§ TEXT SEGMENT:
<<<<
An example of mixed resistors circuit is shown below
It consists of four resistors R1, R2, R3 and R4 in a mixed resistor circuit combination. The supply voltage is V and the total current flowing in the circuit is I. The current flowing through the resistors R2 and R3 is I1 and the current flowing through the resistor R4 is I2. Here the resistors R2 and R3 are in series combination. Hence applying the rule of resistors in series combination the equivalent resistance of R2 and R3 is given as RA = R2 + R3 Here RA is the equivalent resistance of R2 and R3 Now the resistors R2 and R3 can be replaced by a single resistor RA. The resulting circuit is shown below.
Now the resistors RA and R4 are in parallel combination. Hence by applying the rule of resistors in parallel combination the equivalent resistance of RA and R4 is RB = RA × R4 / (RA + R4) Here RB is the equivalent resistance of RA and R4 Now we can replace the resistors RA and R4 with a single resistor RB.After replacing the resistors the resulting circuit is shown below.
Now the circuit consists of only two resistors. Here also the resistors R1 and RB are in series combination. Hence by applying the rule of resistors in series the total circuit equivalent resistance is given as REQ = R1 + RB Here REQ is the total circuit equivalent resistance. Now the resistors R1 and RB can be replaced by a single resistor REQ. The final equivalent circuit for above complex circuit is shown below.
Though they look complicated, the mixed resistor circuits can be reduced to a simple circuit consisting of only one voltage source and a single resistor by following the simple rules of resistors in series and resistors in parallel.
Resistors in series and parallel Example
Let us calculate the equivalent resistance for the below circuit which consists of 7 resistors R1 = 4 Ω, R2 = 4 Ω, R3 = 8 Ω, R4 = 10 Ω, R5 = 4Ω, R6 = 2 Ω and R7 = 2Ω.The supply voltage is 5 V.
Now the resistors R6 and R7 are in series combination. If the equivalent resistance of R6 and R7in series is Ra, then Ra = R6 + R7 = 2+2 = 4Ω The resulting circuit is reduced to the one shown below.
>>>>
§ PROVIDED RECORDS:
<<<<
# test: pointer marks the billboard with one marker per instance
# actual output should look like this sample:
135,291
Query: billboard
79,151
>>>>
§ TASK REQUIREMENTS:
a. Rewrite the records with every "billboard" changed to "street sign" and everything else left as it is.
b. Pick up the walkthrough on reducing resistor circuits right after its last sentence.

§ SOLVED PROBLEMS:
a.
# test: pointer marks the street sign with one marker per instance
# actual output should look like this sample:
135,291
Query: street sign
79,151

b.
In the above circuit the resistors Ra and R5 are in parallel combination. Hence the equivalent resistance of Ra and R5 is Rb = (Ra × R5) / (Ra + R5) = (4 × 4) / (4 + 4) = 2Ω. Then the simplified circuit is shown is below.
In this circuit the resistors R4 and Rb are in series combination. Rc = R4 + Rb = 10 + 2 = 12 Ω. Now we can replace the resistors R4 and Rb with resistor Rc as shown below.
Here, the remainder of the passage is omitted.